Instructions for the task: List every person named in the event summary below.

Page text:
┌──
An End to the “Endless War?” Prospects for Stability and Reconciliation in Afghanistan
Content from the Brookings Doha Center is now archived. In September 2021, after 14 years of impactful partnership, Brookings and the Brookings Doha Center announced that they were ending their affiliation. The Brookings Doha Center is now the Middle East Council on Global Affairs, a separate public policy institution based in Qatar.
The Brookings Doha Center (BDC) hosted a panel discussion on May 1, 2019 on the prospects for stability, peace, and reconciliation in Afghanistan. The panelists considered recent developments related to the conflict, focusing on the renewed talks between the U.S. government and Taliban leadership. They noted that, in the wake of these recent developments, there is palpable hope regarding the prospects for a peace process in Afghanistan. However, there are also considerable doubts about the prospects for long-term stability in the country, especially given the lack of accountability for alleged atrocities and war crimes.
The panel consisted of a group of distinguished scholars and experts, including: Barnett R. Rubin, senior fellow and associate director at New York University’s Center on International Cooperation; Graeme Smith, consultant at the International Crisis Group; and Ajmal Pashtoonyar, a human rights lawyer. The event was moderated by Ayesha Tanzeem, bureau chief for Afghanistan and Pakistan at Voice of America. Members of Doha’s diplomatic, academic, and media communities attended the event.
Barnett R. Rubin began by arguing that people often misstate what the objective of the peacemaking effort should be, by focusing too intensely on the current combatants and their motivations. He pointed out that there are fundamental causes of the current war that are unrelated to combatant motivations, meaning that, even if the current war were to end, another conflict could start up in its place. Rubin claimed that promoting peace will require resolving intra-Afghani disputes over how the country should be run and Afghanistan’s disputes with neighboring countries, as well as providing foreign aid to the country in a way that does not enable foreign actors to disrupt it.
└──
Data section:
┌──
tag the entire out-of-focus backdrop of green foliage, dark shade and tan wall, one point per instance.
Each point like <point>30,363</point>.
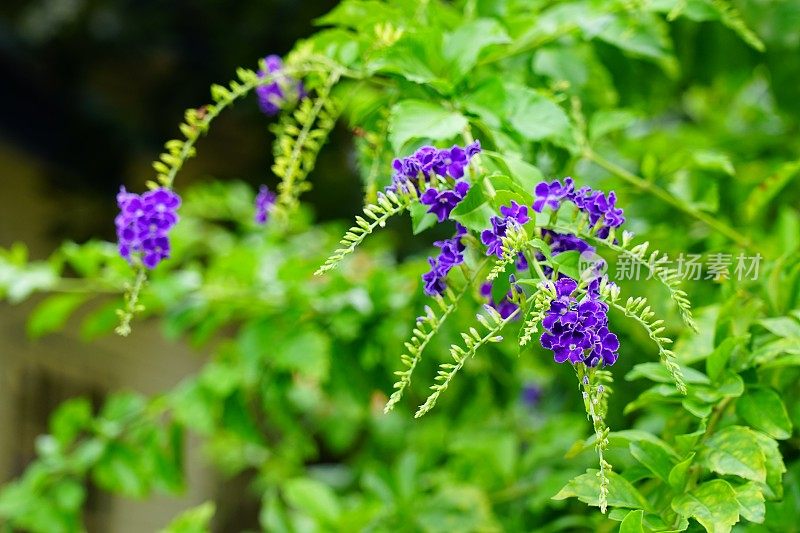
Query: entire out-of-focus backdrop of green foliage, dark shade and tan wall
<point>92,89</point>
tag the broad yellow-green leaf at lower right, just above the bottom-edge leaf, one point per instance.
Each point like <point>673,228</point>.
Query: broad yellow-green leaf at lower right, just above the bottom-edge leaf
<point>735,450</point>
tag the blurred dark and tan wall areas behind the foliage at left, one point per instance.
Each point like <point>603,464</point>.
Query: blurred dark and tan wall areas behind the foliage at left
└──
Response area:
Barnett R. Rubin
Graeme Smith
Ajmal Pashtoonyar
Ayesha Tanzeem